> _Exercise details_
Please return the full listing below without altering anything.
BEGIN Records supplied
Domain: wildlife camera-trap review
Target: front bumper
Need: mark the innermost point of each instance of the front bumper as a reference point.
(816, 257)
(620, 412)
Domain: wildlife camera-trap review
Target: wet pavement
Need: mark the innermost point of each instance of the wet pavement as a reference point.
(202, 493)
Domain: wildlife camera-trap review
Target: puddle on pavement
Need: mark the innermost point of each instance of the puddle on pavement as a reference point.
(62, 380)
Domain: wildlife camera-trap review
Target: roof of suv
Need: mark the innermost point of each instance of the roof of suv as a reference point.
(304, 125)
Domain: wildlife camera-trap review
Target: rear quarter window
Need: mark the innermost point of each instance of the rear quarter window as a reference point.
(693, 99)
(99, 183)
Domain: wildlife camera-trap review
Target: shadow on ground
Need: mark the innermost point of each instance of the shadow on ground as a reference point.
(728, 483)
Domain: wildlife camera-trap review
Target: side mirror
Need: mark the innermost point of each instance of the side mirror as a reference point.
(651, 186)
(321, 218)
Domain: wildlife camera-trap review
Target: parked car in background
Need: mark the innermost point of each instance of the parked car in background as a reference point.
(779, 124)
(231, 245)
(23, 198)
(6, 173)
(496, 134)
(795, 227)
END Records supplied
> _Solution to this problem_
Domain: wildlife camera-trap review
Target: front bumper
Need: mark the innermost point of each instance of the front bumper as a reference point.
(816, 257)
(620, 412)
Domain: wildlife camera-trap review
Target: wet pavement
Need: mark the innermost point of each instance of the wet pavement as a reference point.
(202, 493)
Domain: wildlife camera-trap review
Target: puddle on pavement
Need: mark the innermost point of each instance of the puddle on pavement as a reference point.
(62, 380)
Domain: wildlife camera-trap review
Target: roof of suv
Need: mark the innermost point of each instance of the roof of suv as a reference point.
(304, 125)
Domain: wildlife camera-trap review
Target: rear quarter window
Need: mark the innermost point of each instance of the rear quarter window as a reference point.
(693, 99)
(99, 183)
Domain: wildlife camera-trap review
Target: shadow on ground
Need: mark the innermost point of each instance of the shadow on ground as a reference point.
(728, 483)
Domain: wildlife camera-trap review
Target: side mirror
Need: mark the innermost point of each instance of the side mirror as a reference point.
(651, 186)
(321, 218)
Domain: wildlife camera-trap review
Target: parked car in background
Need: mark the innermost point of each instance of the parked car in background as a reference point.
(779, 124)
(231, 245)
(23, 198)
(6, 173)
(496, 134)
(795, 227)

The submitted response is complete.